(Task to complete):
Output the data word for word. Begin at its first line and end at the line with "265 347 L 173".

****************

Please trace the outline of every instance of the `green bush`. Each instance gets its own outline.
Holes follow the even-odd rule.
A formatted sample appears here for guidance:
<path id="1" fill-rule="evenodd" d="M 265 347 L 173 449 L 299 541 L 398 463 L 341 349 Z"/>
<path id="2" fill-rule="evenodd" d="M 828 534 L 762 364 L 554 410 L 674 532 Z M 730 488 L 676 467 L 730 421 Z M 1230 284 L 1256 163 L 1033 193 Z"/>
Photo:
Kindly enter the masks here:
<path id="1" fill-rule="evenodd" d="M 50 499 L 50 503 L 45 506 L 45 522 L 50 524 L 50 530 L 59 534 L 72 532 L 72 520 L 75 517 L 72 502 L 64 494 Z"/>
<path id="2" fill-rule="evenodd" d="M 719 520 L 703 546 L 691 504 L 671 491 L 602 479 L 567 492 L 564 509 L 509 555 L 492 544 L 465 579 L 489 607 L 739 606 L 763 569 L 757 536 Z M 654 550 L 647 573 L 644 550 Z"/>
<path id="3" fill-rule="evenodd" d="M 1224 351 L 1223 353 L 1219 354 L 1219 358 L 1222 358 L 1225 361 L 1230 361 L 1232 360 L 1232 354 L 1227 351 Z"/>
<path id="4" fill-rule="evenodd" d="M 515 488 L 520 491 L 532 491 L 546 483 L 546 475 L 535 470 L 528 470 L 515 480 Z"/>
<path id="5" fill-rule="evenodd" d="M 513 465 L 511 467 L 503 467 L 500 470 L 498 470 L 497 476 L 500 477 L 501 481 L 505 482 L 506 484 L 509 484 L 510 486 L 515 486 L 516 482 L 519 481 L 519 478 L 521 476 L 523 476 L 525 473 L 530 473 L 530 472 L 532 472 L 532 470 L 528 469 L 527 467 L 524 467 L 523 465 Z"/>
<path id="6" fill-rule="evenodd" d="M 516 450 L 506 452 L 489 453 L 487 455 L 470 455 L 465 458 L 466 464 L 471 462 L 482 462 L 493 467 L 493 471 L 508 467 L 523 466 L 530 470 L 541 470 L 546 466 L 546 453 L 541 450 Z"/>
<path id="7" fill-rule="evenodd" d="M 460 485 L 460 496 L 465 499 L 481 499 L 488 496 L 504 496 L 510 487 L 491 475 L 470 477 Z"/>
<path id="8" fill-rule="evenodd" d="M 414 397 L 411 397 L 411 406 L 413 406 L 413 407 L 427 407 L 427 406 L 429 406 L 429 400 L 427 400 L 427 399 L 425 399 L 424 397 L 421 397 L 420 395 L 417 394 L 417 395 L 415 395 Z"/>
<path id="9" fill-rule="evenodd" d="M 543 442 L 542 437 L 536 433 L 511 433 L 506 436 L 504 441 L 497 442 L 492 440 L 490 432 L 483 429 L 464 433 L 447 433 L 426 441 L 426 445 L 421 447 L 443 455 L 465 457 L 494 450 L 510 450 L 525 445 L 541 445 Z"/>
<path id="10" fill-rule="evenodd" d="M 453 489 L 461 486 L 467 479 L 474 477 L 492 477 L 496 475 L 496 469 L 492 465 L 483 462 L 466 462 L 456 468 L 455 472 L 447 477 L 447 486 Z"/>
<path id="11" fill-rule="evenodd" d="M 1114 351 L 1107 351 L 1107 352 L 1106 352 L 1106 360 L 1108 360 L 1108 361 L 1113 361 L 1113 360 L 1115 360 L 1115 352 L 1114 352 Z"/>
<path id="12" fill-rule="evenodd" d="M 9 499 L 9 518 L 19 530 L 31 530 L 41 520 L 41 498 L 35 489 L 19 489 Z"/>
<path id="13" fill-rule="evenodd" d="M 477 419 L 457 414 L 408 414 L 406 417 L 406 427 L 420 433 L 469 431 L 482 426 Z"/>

****************

(Response area):
Please trace the outline of every instance of the `green bush`. Each instance gets its own outline.
Holes follow the even-odd rule.
A formatted sample appears here for guidance:
<path id="1" fill-rule="evenodd" d="M 265 347 L 173 449 L 299 541 L 398 463 L 341 349 Z"/>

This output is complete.